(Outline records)
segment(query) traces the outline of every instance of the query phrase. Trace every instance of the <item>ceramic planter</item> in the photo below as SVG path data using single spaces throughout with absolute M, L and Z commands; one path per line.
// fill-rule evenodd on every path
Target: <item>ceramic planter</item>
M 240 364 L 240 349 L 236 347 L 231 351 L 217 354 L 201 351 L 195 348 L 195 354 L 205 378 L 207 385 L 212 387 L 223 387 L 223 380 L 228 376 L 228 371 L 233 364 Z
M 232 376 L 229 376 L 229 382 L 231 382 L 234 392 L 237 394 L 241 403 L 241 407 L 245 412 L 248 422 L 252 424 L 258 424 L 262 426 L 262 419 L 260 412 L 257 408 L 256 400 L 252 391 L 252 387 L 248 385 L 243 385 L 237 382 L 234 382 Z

→ **Set exercise**
Change "ceramic planter" to "terracotta pot" everywhere it appears in the records, keeping every other part of the lines the same.

→ **Expected answer**
segment(query) traces the outline of every instance of the query phrase. Trace every instance of the <item>terracotta pot</item> in the photo below as SVG path data using single spaces throughout with absolute M, L and Z commands; one path per line.
// fill-rule evenodd on every path
Target: <item>terracotta pot</item>
M 240 364 L 240 349 L 236 347 L 231 351 L 217 354 L 201 351 L 195 348 L 195 354 L 205 378 L 207 385 L 212 387 L 223 387 L 223 380 L 228 376 L 228 371 L 233 364 Z
M 232 376 L 229 376 L 229 382 L 231 382 L 234 392 L 237 394 L 241 403 L 241 407 L 245 412 L 248 422 L 252 424 L 258 424 L 262 426 L 262 419 L 260 412 L 257 408 L 256 400 L 252 391 L 252 387 L 248 385 L 243 385 L 237 382 L 234 382 Z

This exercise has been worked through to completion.